* [Fragmento del documento]
Diría que sí y diría, sonrisilla mediante, que no.
Cada escritor —cada buen escritor— además de un rótulo es otra cosa: un devenir, una negación de lo que ya está, una salida, un quiebro. Y todos los textos presentes en Teoría de la transficción pueden ser entendidos, qué duda cabe, de otra manera.
Este libro solo agrupa a unos cuantos (ni siquiera a todos los que después de una primera lectura resultaron antologables) y, por supuesto, que todos sean atravesados por la transficción no quiere decir que en los textos de cada uno se cumplan con exactitud cada una de los puntos que en algún momento de este prólogo enuncié para entender el qué y el cómo de lo que estoy hablando.
Algunos se ajustarán más o menos —I hope!.
Y algunos se ajustarán a plenitud.
Lo que sí creo es que todos, sin excepción, marcan una diferencia, tanto de escritura como de mentalidad con respecto a lo que se espera o esperaba afuera de los escritores crecidos dentro y, a la vez, subrayan una distancia con lo que se construyó en la isla, literariamente hablando, desde 1959 hasta 1991, cuando comenzó el Periodo Especial y otra promoción se hizo visible a gran escala.

* [Qué hacer]
- a) Repita textualmente el fragmento sobre la transficción, desde "Cada escritor —cada" hasta "ajustarán a plenitud.", ambos incluidos.
- b) Retome el fragmento sobre la transficción y continúelo a partir de su última oración.

* [Filas extraídas]
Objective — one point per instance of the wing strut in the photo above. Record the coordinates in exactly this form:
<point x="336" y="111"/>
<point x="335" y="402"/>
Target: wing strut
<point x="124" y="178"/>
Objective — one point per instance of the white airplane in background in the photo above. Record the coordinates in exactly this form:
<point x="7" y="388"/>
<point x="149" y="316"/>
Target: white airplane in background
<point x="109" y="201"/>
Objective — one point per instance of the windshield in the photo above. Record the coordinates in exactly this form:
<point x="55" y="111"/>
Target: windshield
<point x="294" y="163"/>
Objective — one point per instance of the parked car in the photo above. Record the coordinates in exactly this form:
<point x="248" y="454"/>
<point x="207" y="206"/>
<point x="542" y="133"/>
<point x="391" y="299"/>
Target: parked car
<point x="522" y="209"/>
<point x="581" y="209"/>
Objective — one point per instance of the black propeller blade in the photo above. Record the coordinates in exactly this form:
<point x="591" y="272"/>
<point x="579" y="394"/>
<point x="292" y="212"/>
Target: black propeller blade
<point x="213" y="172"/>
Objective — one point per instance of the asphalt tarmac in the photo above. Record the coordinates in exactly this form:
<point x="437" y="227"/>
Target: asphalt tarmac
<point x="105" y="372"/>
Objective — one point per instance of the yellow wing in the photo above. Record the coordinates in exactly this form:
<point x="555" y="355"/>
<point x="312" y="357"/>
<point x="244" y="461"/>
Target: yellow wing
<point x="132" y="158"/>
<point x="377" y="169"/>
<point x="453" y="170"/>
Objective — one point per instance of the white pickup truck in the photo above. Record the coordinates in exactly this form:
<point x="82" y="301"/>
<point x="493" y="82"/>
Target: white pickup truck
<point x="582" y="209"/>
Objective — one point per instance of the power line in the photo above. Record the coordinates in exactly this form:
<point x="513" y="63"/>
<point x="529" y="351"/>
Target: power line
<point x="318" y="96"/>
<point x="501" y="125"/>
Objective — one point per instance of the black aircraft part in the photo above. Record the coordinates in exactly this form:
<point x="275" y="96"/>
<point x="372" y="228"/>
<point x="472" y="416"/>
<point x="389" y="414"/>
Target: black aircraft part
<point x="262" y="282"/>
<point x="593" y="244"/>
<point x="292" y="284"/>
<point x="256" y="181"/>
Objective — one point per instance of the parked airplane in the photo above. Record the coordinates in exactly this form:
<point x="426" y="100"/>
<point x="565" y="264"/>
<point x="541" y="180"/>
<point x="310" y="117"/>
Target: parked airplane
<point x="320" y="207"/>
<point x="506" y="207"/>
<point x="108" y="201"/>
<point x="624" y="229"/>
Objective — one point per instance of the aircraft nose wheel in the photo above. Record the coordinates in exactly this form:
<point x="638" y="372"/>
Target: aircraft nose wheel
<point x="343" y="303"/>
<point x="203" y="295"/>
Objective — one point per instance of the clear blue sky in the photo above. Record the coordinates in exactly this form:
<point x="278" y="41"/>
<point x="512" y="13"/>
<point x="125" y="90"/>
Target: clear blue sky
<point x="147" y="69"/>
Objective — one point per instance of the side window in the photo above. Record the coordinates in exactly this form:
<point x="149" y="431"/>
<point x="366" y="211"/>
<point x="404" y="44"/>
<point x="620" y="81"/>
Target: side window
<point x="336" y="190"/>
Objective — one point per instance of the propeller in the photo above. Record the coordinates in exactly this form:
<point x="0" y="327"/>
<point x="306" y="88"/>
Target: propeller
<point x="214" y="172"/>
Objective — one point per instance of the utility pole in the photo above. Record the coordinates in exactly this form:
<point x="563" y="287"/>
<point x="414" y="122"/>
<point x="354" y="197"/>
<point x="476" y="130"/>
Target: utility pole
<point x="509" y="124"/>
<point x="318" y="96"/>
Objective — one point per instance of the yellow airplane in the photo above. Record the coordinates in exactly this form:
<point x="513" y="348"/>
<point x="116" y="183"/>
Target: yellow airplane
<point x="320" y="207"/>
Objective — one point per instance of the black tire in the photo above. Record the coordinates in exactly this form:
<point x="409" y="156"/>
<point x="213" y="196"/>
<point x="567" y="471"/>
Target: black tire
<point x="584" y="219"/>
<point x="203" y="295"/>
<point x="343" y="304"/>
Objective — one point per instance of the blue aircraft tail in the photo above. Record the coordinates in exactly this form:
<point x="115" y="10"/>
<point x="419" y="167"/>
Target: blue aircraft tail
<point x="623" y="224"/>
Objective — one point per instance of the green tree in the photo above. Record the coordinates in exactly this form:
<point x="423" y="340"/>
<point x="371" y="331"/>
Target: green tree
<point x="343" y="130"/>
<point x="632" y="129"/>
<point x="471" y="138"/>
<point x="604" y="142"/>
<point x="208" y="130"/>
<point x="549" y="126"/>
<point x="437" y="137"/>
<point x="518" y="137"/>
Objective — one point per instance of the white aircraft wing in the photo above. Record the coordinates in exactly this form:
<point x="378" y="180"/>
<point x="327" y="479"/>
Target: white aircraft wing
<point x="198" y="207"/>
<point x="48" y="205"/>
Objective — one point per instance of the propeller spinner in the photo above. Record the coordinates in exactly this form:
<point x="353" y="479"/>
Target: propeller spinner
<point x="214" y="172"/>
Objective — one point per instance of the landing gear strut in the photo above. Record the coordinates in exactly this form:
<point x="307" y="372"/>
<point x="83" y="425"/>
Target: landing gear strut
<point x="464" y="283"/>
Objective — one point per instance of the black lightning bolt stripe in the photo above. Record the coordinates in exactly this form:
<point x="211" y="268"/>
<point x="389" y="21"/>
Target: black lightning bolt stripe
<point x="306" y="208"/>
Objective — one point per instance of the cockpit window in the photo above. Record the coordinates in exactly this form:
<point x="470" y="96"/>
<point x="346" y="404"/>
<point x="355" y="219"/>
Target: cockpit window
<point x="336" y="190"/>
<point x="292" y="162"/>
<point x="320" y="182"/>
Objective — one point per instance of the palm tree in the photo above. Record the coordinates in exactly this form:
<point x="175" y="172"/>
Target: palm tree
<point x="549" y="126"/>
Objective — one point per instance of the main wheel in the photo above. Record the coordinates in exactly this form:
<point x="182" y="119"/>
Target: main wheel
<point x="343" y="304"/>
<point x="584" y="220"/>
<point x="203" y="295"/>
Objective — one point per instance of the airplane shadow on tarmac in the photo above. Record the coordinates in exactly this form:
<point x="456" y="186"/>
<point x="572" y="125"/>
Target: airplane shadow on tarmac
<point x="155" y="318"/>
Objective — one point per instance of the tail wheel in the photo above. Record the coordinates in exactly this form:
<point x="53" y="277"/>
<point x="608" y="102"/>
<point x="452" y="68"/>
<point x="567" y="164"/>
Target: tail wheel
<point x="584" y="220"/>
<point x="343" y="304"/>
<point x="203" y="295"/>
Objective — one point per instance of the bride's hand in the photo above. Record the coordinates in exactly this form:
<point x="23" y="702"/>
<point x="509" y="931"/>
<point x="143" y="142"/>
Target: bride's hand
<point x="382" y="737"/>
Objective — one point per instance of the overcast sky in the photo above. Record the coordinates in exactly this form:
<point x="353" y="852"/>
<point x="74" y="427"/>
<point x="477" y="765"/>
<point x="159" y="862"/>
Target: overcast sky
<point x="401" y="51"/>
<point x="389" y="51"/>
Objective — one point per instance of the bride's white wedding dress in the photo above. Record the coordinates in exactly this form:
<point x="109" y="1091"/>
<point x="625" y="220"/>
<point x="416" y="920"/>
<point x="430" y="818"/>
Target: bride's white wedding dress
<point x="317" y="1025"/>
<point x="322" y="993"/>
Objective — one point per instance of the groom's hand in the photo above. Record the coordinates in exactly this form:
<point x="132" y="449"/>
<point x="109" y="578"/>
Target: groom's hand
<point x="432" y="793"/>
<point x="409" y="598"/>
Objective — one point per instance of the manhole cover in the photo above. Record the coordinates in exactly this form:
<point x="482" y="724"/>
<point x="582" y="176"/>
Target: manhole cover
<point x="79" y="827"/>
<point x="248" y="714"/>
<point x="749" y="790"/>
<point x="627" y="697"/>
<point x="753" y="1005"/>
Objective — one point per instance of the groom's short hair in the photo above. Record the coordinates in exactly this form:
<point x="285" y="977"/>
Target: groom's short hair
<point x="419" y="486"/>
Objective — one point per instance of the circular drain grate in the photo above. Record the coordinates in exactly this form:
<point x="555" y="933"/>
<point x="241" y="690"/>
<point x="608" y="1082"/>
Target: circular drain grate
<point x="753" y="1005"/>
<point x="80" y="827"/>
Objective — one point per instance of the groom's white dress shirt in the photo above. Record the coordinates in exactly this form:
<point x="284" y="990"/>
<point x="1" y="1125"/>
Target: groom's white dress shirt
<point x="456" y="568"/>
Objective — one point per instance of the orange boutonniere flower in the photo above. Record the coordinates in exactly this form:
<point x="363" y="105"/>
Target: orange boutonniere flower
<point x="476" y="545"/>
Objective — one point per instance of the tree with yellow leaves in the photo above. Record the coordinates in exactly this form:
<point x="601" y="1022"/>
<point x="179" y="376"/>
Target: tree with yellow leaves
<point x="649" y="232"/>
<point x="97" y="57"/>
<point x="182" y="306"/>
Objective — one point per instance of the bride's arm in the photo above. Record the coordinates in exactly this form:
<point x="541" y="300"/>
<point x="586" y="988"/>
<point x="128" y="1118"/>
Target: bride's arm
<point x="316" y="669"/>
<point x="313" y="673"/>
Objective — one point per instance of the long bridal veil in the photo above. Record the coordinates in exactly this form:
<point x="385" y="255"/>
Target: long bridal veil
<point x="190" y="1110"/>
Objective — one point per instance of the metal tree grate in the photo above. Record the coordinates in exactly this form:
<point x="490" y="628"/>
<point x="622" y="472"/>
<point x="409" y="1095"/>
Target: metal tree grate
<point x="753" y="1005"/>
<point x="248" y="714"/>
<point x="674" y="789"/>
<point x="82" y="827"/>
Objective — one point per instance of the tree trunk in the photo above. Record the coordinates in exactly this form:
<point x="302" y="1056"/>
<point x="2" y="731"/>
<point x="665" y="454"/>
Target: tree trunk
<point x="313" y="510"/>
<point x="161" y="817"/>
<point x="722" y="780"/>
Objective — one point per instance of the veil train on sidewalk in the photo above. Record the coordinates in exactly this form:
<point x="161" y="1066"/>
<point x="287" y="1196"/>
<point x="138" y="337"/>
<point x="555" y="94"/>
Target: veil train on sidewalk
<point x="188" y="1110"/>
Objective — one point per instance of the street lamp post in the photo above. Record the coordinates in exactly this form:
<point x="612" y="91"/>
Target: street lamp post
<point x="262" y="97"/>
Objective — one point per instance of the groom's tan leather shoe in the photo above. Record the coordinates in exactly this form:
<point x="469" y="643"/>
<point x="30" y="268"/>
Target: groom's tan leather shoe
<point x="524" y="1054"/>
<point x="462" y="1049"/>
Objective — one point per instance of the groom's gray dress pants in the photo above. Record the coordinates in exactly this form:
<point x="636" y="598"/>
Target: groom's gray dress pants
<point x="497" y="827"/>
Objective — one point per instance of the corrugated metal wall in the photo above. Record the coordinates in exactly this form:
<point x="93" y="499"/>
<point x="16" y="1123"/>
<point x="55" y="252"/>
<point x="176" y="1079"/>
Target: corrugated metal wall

* [Respuestas]
- a)
Cada escritor —cada buen escritor— además de un rótulo es otra cosa: un devenir, una negación de lo que ya está, una salida, un quiebro. Y todos los textos presentes en Teoría de la transficción pueden ser entendidos, qué duda cabe, de otra manera.
Este libro solo agrupa a unos cuantos (ni siquiera a todos los que después de una primera lectura resultaron antologables) y, por supuesto, que todos sean atravesados por la transficción no quiere decir que en los textos de cada uno se cumplan con exactitud cada una de los puntos que en algún momento de este prólogo enuncié para entender el qué y el cómo de lo que estoy hablando.
Algunos se ajustarán más o menos —I hope!.
Y algunos se ajustarán a plenitud.

- b)
Teoría de la transficción quiere ser un libro sobre ese tipo de imaginario y, por supuesto, sobre algunas de las mejores zonas de escrituras que creo se está levantando ahora mismo en el atlas hispanoamericano; atlas global, en el caso cubano, gracias al totalitarismo castrense que ha enviado al exilio a más de tres millones de personas en seis décadas y, a un paradigma occidental de geodescentralización y estrategias civiles que han venido funcionando en Occidente desde hace ya bastante tiempo.
Cosa que hará que gran parte de la vida de estos escritores además de en alguna provincia de Cuba haya sucedido o esté sucediendo en Madrid, Miami, Praga, Frankfurt, Barcelona, Nueva York, Leiden, Moscú y un largo etcétera.
¿Significa la transficción, igual que en su momento el expresionismo, el futurismo, el tachonismo u otros movimientos, una ruptura con el espacio anterior y un volver a poner el reloj en cero?
No.
Si entendiéramos la transficción, lo transfictivo, lo transnarrativo, como un movimiento o neovanguardia estaríamos asimilándolo mal.
La transficción es solo un territorio, un goce, una reflexión, un performance.
Un territorio de acoples y zonas.
En ella no hay espacio para la guerra boba y tampoco hay mucho espacio para la masa, en su sentido light y económico.
Su hábitat, se reduce a lo dicho antes y a la escritura. Siempre, a la escritura.
Lo demás, como en muchas cosas, es silencio.
O como diría aquel: silencio, exilio y astucia.
Posdata
A pesar de que hubiera sido bueno mostrar la transficcion en otras zonas (plástica, teatro, poesía…), eso hubiera superado en mucho la propuesta inicial de este libro, que se basaba sobre todo en el mondo narrativa y las intensidades que a partir de esta se hacen posibles. Quizá un día se pueda hacer, entre muchos, ese libro soñado e incluso incorporar disciplinas que conozco poco y seguro tienen una zona inclasificable, “exiliada”, rota, que ya no funciona bien dentro del paradigma general. Mientras tanto, crucemos por estas líneas y veamos cómo se conectan y desconectan los diferentes textos presentes en ella. Podrían saltar sorpresas.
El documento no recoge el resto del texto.